#### Data provided ####
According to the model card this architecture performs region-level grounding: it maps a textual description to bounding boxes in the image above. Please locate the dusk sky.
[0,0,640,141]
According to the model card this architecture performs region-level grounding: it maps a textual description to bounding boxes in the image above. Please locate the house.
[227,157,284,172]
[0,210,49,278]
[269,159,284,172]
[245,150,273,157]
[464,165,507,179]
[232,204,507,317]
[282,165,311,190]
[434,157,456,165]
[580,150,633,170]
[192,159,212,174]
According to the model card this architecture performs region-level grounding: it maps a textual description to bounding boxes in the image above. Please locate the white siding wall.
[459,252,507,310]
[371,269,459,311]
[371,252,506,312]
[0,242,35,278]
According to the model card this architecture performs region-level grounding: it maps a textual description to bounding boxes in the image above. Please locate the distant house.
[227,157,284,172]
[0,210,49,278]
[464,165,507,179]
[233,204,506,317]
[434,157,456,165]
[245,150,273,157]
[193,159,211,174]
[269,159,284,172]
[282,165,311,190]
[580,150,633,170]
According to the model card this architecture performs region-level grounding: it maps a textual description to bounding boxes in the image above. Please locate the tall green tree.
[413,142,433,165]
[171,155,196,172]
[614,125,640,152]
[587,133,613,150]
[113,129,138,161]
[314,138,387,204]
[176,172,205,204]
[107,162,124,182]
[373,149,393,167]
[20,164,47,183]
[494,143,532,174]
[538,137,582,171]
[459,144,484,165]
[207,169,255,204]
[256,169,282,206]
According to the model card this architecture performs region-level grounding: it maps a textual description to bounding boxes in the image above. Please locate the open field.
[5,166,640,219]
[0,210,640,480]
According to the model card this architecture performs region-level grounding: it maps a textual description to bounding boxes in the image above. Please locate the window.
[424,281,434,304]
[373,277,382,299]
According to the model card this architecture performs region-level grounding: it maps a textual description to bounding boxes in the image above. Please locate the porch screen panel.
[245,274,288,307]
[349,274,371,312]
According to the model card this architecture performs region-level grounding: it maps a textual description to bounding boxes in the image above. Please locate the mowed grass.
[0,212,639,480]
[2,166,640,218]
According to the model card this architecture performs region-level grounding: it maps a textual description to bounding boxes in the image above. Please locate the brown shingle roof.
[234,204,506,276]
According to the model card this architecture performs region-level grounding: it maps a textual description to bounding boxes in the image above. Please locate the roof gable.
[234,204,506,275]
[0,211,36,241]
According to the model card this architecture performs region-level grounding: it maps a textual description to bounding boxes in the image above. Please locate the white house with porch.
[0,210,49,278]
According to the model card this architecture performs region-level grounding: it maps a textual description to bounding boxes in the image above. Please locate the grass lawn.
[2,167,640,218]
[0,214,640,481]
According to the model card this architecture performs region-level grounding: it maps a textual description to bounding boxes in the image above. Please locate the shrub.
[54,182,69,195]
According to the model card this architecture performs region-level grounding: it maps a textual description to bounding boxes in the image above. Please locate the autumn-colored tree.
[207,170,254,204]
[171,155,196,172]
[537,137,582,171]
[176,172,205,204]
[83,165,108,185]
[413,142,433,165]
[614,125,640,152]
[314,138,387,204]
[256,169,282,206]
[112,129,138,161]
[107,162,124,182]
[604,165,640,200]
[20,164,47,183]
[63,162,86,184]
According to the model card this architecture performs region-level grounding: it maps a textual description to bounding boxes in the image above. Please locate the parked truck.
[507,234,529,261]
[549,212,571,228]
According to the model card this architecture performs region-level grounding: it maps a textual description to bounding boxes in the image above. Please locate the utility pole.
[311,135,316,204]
####
Please restate the data above with "utility pole" changed to "power line pole" in every place it appears, keeping everything else the same.

According to the model card this architecture performs region-level grounding: it maps a textual description to bounding boxes in the image above. Please locate the dusk sky.
[0,0,640,141]
According to the model card this architecture performs region-level grounding: it maps a textual description to bounding boxes in the image above. Please locate the house.
[227,157,284,172]
[0,210,49,278]
[269,159,284,172]
[245,150,273,157]
[464,165,507,179]
[232,204,507,317]
[282,165,311,190]
[434,157,456,165]
[580,150,633,170]
[192,159,212,174]
According to the model card this architecture performs region-level grounding: it maps a textual description to bounding boxes in the image above. Please locate the white siding wall.
[459,252,507,310]
[371,269,459,311]
[371,252,506,312]
[0,242,35,278]
According to the model card this architecture performs region-level grounding: it maps a textual description to bounding boxes in the image above. Please locate the distant house.
[227,157,284,172]
[0,210,49,278]
[464,165,507,179]
[233,204,506,317]
[434,157,456,165]
[245,150,273,157]
[193,159,211,174]
[269,159,284,172]
[282,165,311,190]
[580,150,633,170]
According to the model card this architecture performs region-level grounding: it maps a textual description to bounding boxes in the image above. Please locate the tall green tree.
[413,142,433,165]
[171,155,196,172]
[614,125,640,152]
[587,133,613,150]
[113,129,138,161]
[314,138,387,204]
[176,172,205,204]
[107,162,124,182]
[373,149,393,167]
[20,164,47,183]
[494,143,532,174]
[538,137,582,171]
[459,144,484,165]
[207,169,255,204]
[256,169,282,206]
According to the model card this architecture performs region-level grounding: it maps a textual description to bounding boxes in the image above. Please locate the open field.
[5,166,640,219]
[0,210,640,480]
According to the model card this architecture performs region-level grounding: it maps a textual description to bounding boxes in the image above. Please locate the window.
[424,281,434,304]
[373,277,382,299]
According to the model card this architecture performs region-level grounding: it maps a textual description to bounding boxes in the image above. Please locate the porch screen panel.
[245,274,288,307]
[349,274,371,312]
According to the model card this architecture performs region-level grounding: it maps a textual description to bounding boxes in the image above. Please locate the mowed grass.
[0,212,639,480]
[2,166,640,218]
According to the model card this architecture performs region-level grounding: it maps a textual description to bounding boxes in the image above. Please locate the brown shingle roof.
[234,204,506,276]
According to the model card this architecture performs region-level grounding: it maps a textual description to bounding boxes in the image above. Please locate the roof gable.
[234,204,506,275]
[0,211,36,241]
According to the model card this architecture performs region-level grounding: it maps a textual description to bounding boxes in the image above. Please locate the white house with porch.
[0,210,49,278]
According to the model card this architecture performs region-level grounding: it maps a textual description to bounding boxes in the image above. Please locate the grass lawn.
[2,167,640,218]
[0,214,640,481]
According to the model card this architecture performs region-level grounding: it maps a textual description to bounding boxes in the image above. Please locate the shrub.
[54,182,69,195]
According to the model card this architecture performs region-level grounding: it maps a textual description to bounding boxes in the image above. Please locate the autumn-colored tree.
[207,170,254,204]
[171,155,196,172]
[537,137,582,171]
[176,172,205,204]
[83,165,108,185]
[413,142,433,165]
[614,125,640,152]
[314,138,387,204]
[256,169,282,206]
[112,129,138,161]
[107,162,124,182]
[604,165,640,200]
[20,164,47,183]
[63,162,86,184]
According to the model card this architecture performs region-level grounding: it maps a textual description to bounding boxes in the image above. Please locate the parked truck.
[507,234,529,261]
[549,212,571,228]
According to the model card this architecture performs region-level grounding: it maps a textual description to bounding boxes in the image above. Please locate the power line pole.
[311,135,316,204]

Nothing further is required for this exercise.